Pick out each line in the data that contains the word "green" and copy it.

─── RECORDS SUPPLIED ───

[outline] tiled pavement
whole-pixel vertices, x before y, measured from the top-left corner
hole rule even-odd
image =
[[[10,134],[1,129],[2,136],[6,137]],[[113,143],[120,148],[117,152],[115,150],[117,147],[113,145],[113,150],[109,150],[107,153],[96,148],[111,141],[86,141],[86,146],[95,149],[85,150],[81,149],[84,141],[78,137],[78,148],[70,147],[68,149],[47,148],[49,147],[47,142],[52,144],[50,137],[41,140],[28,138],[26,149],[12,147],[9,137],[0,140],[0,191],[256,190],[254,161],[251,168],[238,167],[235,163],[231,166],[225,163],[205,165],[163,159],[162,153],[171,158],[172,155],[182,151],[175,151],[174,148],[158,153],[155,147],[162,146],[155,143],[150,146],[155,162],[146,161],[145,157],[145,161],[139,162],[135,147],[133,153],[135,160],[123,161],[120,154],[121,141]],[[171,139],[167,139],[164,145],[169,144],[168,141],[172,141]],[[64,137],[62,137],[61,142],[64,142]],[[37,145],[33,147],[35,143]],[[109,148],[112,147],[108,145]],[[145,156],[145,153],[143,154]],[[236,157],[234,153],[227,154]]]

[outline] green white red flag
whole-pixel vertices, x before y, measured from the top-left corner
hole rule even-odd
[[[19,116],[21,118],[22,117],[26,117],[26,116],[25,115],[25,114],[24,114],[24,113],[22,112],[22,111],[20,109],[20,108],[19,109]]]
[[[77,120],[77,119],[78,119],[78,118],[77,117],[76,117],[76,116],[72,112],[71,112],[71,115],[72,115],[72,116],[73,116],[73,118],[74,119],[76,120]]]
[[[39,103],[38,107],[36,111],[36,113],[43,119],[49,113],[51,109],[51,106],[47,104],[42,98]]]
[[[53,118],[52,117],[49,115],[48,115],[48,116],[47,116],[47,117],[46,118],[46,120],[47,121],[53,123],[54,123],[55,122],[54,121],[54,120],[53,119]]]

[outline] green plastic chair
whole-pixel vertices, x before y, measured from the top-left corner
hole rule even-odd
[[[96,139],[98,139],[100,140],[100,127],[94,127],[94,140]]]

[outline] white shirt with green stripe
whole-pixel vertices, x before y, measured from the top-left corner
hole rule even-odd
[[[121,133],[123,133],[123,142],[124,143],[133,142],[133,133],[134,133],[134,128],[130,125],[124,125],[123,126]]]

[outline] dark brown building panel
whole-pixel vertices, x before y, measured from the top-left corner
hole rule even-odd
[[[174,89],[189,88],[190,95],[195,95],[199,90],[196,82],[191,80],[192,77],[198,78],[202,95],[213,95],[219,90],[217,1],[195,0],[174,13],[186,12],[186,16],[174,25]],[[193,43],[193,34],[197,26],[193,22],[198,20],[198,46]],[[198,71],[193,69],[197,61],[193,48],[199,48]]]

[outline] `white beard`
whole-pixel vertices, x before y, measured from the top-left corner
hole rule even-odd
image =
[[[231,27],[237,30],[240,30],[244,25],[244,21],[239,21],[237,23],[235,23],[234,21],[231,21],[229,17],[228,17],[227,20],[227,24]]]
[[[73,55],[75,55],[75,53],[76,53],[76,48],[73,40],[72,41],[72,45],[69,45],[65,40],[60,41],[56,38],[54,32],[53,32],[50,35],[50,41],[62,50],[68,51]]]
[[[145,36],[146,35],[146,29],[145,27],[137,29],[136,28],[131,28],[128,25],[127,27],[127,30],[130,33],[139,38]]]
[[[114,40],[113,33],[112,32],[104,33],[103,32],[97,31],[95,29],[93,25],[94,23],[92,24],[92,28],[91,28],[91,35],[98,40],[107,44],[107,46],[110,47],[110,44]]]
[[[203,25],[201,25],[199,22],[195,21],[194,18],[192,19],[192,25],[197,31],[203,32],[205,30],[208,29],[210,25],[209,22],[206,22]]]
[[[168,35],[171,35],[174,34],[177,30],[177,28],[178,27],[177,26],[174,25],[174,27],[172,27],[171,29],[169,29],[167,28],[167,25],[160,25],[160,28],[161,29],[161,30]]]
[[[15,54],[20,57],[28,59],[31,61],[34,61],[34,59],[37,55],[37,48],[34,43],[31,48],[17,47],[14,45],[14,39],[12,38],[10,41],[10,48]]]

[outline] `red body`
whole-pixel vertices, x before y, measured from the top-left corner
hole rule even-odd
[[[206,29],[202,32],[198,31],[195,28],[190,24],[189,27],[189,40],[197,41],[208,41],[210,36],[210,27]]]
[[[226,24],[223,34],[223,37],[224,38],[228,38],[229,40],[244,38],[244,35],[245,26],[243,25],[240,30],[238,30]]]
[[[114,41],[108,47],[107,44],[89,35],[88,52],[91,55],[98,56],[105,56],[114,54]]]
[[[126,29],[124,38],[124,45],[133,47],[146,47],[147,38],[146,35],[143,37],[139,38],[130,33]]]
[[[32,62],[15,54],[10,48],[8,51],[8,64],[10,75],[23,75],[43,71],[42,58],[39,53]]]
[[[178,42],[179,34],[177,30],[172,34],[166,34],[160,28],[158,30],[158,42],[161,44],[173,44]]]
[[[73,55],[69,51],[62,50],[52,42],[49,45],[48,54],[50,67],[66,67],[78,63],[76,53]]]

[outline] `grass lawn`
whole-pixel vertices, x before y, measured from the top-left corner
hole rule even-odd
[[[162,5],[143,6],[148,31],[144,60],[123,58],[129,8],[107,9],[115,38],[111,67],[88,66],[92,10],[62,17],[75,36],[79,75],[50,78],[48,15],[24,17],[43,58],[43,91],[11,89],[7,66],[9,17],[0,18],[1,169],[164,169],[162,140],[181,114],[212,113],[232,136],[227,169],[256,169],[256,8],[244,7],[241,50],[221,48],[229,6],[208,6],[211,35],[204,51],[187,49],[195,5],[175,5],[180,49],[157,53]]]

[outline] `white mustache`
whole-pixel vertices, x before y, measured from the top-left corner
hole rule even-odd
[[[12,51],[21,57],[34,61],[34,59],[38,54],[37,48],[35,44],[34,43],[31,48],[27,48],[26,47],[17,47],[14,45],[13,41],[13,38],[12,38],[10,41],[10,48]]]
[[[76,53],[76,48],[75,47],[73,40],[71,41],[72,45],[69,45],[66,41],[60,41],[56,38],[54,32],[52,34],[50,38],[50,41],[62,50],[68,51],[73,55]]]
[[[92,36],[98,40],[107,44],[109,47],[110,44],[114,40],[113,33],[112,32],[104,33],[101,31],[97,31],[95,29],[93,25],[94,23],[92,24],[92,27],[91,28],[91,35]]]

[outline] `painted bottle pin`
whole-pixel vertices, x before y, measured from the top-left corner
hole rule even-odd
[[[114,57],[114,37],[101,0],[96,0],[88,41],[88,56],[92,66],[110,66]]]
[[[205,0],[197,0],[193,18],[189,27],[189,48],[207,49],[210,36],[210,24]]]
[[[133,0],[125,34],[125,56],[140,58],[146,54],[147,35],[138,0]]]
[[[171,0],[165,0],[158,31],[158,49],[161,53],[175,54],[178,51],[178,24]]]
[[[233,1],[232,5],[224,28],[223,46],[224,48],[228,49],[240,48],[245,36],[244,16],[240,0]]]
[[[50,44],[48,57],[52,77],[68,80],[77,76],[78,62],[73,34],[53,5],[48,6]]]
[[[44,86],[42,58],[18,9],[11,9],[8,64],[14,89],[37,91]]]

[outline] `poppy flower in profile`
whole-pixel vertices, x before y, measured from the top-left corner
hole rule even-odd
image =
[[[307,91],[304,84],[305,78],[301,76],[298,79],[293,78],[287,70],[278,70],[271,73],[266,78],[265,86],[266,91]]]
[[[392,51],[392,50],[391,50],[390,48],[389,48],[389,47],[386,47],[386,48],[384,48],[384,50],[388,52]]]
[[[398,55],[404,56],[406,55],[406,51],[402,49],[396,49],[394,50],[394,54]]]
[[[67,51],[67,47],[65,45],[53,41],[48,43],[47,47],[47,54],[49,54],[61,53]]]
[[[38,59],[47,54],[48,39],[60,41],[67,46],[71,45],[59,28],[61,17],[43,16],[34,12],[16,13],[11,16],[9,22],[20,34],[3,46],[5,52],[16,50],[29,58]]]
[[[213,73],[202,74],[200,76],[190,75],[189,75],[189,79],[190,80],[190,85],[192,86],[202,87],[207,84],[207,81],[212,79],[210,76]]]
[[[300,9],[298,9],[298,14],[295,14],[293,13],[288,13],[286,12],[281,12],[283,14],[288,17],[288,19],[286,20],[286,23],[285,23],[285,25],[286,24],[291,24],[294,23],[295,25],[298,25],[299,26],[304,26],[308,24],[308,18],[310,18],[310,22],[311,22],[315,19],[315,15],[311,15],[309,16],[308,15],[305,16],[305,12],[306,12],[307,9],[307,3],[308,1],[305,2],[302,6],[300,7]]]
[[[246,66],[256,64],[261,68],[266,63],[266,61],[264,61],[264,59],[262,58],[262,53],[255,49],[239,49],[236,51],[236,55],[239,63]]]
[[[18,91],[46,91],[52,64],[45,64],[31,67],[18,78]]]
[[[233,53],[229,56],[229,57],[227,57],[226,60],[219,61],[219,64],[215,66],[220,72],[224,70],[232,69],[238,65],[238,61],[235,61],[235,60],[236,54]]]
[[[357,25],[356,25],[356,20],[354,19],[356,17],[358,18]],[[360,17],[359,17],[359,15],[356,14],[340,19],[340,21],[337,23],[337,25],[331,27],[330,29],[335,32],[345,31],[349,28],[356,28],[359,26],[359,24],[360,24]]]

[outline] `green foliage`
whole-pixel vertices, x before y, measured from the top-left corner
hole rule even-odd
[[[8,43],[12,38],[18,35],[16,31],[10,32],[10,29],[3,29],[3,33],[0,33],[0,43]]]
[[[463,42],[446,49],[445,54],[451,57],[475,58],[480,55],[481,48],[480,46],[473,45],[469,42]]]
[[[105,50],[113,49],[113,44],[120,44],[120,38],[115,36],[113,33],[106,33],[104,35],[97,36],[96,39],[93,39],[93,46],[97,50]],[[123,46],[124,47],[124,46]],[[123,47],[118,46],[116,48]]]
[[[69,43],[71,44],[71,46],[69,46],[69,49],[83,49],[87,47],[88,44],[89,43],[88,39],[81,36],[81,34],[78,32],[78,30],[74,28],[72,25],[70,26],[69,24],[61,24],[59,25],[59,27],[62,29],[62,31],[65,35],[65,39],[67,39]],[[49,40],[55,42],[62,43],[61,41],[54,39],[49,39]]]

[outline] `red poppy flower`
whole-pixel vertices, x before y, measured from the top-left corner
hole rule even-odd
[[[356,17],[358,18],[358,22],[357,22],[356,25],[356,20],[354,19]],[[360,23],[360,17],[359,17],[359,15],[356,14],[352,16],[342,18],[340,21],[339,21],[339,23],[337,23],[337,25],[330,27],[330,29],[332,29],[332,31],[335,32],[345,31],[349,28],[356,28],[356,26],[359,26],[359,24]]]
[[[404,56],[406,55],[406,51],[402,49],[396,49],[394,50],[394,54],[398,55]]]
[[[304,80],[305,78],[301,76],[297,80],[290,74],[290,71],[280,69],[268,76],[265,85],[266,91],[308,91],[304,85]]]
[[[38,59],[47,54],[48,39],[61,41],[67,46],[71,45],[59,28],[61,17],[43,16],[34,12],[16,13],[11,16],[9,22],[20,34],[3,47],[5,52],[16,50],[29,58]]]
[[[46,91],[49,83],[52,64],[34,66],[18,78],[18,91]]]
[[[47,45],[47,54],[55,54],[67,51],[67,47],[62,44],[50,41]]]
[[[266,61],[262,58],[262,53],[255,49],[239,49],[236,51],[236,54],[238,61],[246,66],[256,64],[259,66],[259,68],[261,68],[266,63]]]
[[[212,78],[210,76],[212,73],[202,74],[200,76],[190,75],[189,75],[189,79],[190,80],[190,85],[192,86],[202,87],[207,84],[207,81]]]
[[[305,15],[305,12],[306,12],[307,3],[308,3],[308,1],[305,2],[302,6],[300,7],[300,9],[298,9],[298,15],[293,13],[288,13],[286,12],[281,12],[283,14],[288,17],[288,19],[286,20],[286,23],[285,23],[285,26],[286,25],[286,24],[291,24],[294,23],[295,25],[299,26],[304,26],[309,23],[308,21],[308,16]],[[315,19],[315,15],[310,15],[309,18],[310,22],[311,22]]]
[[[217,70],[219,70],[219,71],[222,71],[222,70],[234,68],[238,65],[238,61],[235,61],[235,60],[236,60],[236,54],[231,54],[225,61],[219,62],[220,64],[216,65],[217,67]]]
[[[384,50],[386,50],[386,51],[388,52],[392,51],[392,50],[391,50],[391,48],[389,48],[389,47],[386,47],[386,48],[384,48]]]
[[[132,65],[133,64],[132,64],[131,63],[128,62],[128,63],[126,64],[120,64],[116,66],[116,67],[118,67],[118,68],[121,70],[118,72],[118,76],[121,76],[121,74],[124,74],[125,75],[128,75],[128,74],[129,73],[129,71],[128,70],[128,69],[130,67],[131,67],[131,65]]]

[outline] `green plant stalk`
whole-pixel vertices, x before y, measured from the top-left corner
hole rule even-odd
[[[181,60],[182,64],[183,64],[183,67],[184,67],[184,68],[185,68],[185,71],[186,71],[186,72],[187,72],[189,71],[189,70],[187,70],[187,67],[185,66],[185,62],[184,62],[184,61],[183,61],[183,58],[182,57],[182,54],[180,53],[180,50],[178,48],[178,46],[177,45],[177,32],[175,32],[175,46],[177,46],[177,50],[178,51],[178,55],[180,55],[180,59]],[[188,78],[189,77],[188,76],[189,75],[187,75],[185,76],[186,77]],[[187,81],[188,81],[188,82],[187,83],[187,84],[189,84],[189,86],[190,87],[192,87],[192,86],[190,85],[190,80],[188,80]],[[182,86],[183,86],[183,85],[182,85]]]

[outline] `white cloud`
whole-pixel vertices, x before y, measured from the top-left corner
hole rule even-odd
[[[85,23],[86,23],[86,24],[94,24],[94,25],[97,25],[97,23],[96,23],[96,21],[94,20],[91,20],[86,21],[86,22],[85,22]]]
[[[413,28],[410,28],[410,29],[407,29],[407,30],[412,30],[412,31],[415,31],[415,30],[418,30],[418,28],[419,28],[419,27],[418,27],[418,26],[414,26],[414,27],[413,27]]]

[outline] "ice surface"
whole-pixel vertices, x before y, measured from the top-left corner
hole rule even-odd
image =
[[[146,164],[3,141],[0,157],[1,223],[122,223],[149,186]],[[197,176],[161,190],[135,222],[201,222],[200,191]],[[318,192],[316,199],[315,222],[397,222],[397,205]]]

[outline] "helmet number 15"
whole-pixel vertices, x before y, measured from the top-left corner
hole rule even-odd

───

• CORRECT RESULT
[outline] green white red flag
[outline] green plastic chair
[outline] white shirt with green stripe
[outline] `green foliage`
[outline] `green plant stalk`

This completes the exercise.